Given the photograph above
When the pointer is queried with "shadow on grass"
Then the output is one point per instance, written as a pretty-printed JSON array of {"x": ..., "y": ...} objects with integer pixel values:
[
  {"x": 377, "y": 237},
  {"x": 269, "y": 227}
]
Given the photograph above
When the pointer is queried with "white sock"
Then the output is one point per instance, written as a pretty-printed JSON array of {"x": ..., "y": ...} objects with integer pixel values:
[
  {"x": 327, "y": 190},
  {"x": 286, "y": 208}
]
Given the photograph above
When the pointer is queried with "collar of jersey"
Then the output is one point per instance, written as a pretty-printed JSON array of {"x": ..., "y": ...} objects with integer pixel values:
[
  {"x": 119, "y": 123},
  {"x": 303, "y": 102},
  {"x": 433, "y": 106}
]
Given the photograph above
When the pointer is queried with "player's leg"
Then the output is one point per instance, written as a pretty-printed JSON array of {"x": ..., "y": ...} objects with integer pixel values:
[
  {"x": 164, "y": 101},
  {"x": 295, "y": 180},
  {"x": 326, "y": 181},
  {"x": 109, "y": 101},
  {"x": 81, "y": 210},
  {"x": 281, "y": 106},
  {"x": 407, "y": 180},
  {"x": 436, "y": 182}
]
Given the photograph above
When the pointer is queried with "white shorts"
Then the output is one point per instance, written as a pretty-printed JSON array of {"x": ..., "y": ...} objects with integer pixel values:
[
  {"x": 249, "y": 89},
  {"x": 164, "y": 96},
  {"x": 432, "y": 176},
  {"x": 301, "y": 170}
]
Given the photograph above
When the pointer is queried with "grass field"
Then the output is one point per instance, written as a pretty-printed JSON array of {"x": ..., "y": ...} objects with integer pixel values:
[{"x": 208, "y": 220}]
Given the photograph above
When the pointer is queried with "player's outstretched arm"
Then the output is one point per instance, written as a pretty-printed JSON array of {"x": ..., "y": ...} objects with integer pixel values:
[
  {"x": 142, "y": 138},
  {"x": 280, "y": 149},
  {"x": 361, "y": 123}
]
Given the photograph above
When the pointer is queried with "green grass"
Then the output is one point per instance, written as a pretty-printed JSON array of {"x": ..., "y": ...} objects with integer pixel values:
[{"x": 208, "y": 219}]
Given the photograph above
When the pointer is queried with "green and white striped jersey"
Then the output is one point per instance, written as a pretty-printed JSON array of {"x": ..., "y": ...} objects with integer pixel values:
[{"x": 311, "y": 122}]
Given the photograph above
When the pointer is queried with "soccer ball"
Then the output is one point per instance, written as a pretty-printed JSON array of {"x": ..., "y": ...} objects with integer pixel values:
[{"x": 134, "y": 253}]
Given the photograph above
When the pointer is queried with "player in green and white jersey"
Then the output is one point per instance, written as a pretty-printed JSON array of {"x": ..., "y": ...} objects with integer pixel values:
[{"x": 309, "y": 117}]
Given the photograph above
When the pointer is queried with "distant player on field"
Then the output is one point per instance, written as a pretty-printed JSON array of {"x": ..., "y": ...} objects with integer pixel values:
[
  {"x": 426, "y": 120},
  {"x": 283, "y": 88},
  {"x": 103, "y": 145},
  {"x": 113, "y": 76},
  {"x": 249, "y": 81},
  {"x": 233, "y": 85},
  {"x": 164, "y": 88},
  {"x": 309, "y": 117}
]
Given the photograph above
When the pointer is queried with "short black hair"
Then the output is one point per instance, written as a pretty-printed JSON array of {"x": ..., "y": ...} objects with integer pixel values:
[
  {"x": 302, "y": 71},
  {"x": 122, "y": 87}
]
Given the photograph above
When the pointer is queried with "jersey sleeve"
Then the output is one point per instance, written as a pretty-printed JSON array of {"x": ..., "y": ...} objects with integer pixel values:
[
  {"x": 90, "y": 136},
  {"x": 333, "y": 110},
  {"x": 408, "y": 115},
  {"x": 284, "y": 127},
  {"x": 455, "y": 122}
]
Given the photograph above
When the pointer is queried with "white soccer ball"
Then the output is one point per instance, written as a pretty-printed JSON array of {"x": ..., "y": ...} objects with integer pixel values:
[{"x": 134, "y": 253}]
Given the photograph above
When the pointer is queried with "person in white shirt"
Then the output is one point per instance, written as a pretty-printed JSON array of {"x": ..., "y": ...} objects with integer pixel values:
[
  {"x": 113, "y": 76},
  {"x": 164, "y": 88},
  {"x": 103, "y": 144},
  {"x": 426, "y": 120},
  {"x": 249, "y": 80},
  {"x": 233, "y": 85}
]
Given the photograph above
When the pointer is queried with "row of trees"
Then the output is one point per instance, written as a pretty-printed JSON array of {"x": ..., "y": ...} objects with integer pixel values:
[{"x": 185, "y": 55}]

◆ Your instructions
In full and word for word, repeat the records.

◆ Final answer
Given the photograph above
When the pointer is queried with "shadow on grass"
Then the output is one point per instance, written as a pretty-printed JSON array of {"x": ..., "y": ...} objects with integer pixel values:
[
  {"x": 377, "y": 237},
  {"x": 269, "y": 227}
]
Given the photograph above
When the pointer is queried with "white sock"
Then the output is one point per instance, written as a pretty-printed JSON array of {"x": ..., "y": ...} objects with integer pixel values:
[
  {"x": 327, "y": 190},
  {"x": 286, "y": 208}
]
Given the photograph above
When the pointer is queried with "collar of jersey"
Then the output is one point per instance, written as a pretty-printed JSON array of {"x": ..., "y": ...} objects with integer pixel values:
[
  {"x": 119, "y": 123},
  {"x": 303, "y": 102},
  {"x": 433, "y": 106}
]
Given the photograph above
When the pointer is queried with "player's leg"
Then the output is one point per instance, written as a pretty-printed JSON array of {"x": ..., "y": ...} objects with integer pixel values:
[
  {"x": 164, "y": 101},
  {"x": 295, "y": 180},
  {"x": 326, "y": 181},
  {"x": 109, "y": 101},
  {"x": 81, "y": 210},
  {"x": 281, "y": 106},
  {"x": 407, "y": 180},
  {"x": 436, "y": 182}
]
Given the photograph above
When the pointer is queried with "white shorts"
Then the output is one point per instance, written as a pretty-printed JSON array of {"x": ..., "y": ...} objects with integer pixel values:
[
  {"x": 249, "y": 89},
  {"x": 164, "y": 96},
  {"x": 432, "y": 176},
  {"x": 301, "y": 170}
]
Given the photograph above
When the pointer is queried with "grass field"
Then the output is one point per instance, written as a pretty-printed JSON array of {"x": ..., "y": ...} objects with integer pixel values:
[{"x": 208, "y": 220}]
Given the photograph above
When the pointer is queried with "player's outstretched arm"
Then the output is one point per instance, written as a pretty-printed JSON array of {"x": ..., "y": ...} objects with integer pixel values:
[
  {"x": 142, "y": 138},
  {"x": 280, "y": 149},
  {"x": 361, "y": 123}
]
Given the photograph above
When the pointer is queried with "green grass"
Then the output is one point per instance, written as a pretty-printed JSON array of {"x": ..., "y": ...} objects with integer pixel values:
[{"x": 208, "y": 219}]
Given the photograph above
When the pointer is queried with "green and white striped jersey"
Then the output is one point per instance, written as a pretty-printed JSON array of {"x": ..., "y": ...} objects with integer pixel values:
[{"x": 311, "y": 122}]
Given the photograph above
When the pointer is queried with "soccer ball"
Then the output is one point per instance, written as a pretty-printed JSON array of {"x": ..., "y": ...} objects with integer pixel values:
[{"x": 134, "y": 253}]
Given the photograph above
When the pointer is queried with "player in green and white jersey"
Then the output is one point per instance, written as a pretty-printed JSON array of {"x": ..., "y": ...} objects with integer pixel values:
[{"x": 309, "y": 117}]
Given the photograph above
When the pointer is queried with "distant player on field"
Then the output is one point per instance, written as a pretty-printed JSON array of {"x": ..., "y": ...} objects with integer pixel values:
[
  {"x": 426, "y": 120},
  {"x": 283, "y": 88},
  {"x": 103, "y": 145},
  {"x": 113, "y": 76},
  {"x": 249, "y": 81},
  {"x": 233, "y": 85},
  {"x": 164, "y": 88},
  {"x": 309, "y": 117}
]
Given the photograph above
When the pointer is queried with "short black hair"
Then the output is one point per instance, written as a pretty-printed JSON array of {"x": ..., "y": ...} objects with integer pixel values:
[
  {"x": 302, "y": 71},
  {"x": 122, "y": 87}
]
Given the photograph above
When the pointer is queried with "jersey sleeve"
Then the output is one point per instance, written as a pretty-printed JSON array of {"x": ..., "y": ...} objects with integer pixel values:
[
  {"x": 90, "y": 136},
  {"x": 333, "y": 110},
  {"x": 408, "y": 115},
  {"x": 284, "y": 127},
  {"x": 455, "y": 122}
]
Given the photograph above
When the pointer is queried with "white soccer ball"
Then the output is one point per instance, written as a pretty-printed JSON array of {"x": ..., "y": ...} objects with integer pixel values:
[{"x": 134, "y": 253}]
Given the photograph above
When the pointer is queried with "person in white shirt"
Then the output is one point per instance, written as a pretty-printed JSON array of {"x": ..., "y": ...} objects with integer pixel values:
[
  {"x": 113, "y": 76},
  {"x": 164, "y": 88},
  {"x": 103, "y": 144},
  {"x": 426, "y": 120},
  {"x": 249, "y": 80},
  {"x": 233, "y": 85}
]
Given the photograph above
When the pointer is queried with "row of trees"
Then the output is one point per instance, written as a pretty-printed JSON array of {"x": ..., "y": ...} objects with integer pixel values:
[{"x": 185, "y": 55}]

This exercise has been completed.